▶ [QUÉ HACER]: Por favor, indica cuántos idiomas hablan hoy muchas personas, según el fragmento sobre la preparación de los jóvenes.

▶ [FRAGMENTO DE LECTURA]:

Cuando alguien dice que los jóvenes
de hoy están “muy bien preparados”, o que están
“sobreeducados”, está dando por sentado muchas cosas sin darse
cuenta. “Muy bien preparados”, ¿para qué? “Sobreeducados”,
¿respecto a qué? Como tantas otras veces en nuestra sociedad, tras
la apariencia de profundos análisis y de complejos razonamientos
están las simplificaciones más clamorosas y la superficialidad más
vana.
Sí, vale, los jóvenes pueden tener
muchos conocimientos y habilidades que otras generaciones no tenían,
pero lo mismo se puede decir a la inversa; esas generaciones
anteriores podían tener conocimientos y cualidades de los cuales
los jóvenes de hoy no disponen.
Hagamos la siguiente comparación.
Hoy en día (casi) todo el mundo en Europa y en su diáspora sabe
leer y escribir. Muchos hablan 3 o 4 idiomas y tienen una buena
colección de títulos académicos, entre grados, másters y demás.
En cambio, hace tan sólo unos pocos siglos la mayoría de gente era
analfabeta y no había ido nunca a la escuela; eran “vulgares”
campesinos, “rústicos” e “incultos”. No habían estudiado
matemáticas, ni química, ni economía; apenas conocían un solo
idioma, y ni siquiera lo hablaban conforme a unas reglas escritas y
aceptadas.

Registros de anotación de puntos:
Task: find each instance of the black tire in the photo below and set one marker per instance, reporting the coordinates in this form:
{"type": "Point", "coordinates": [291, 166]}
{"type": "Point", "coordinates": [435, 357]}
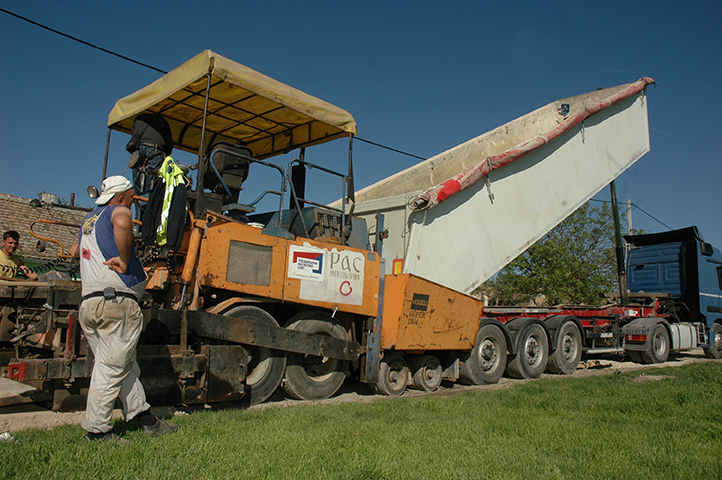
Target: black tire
{"type": "Point", "coordinates": [715, 351]}
{"type": "Point", "coordinates": [393, 376]}
{"type": "Point", "coordinates": [568, 351]}
{"type": "Point", "coordinates": [311, 377]}
{"type": "Point", "coordinates": [636, 356]}
{"type": "Point", "coordinates": [532, 353]}
{"type": "Point", "coordinates": [266, 366]}
{"type": "Point", "coordinates": [486, 362]}
{"type": "Point", "coordinates": [426, 373]}
{"type": "Point", "coordinates": [658, 346]}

▶ [EJERCICIO RESUELTO]: Muchos hablan 3 o 4 idiomas.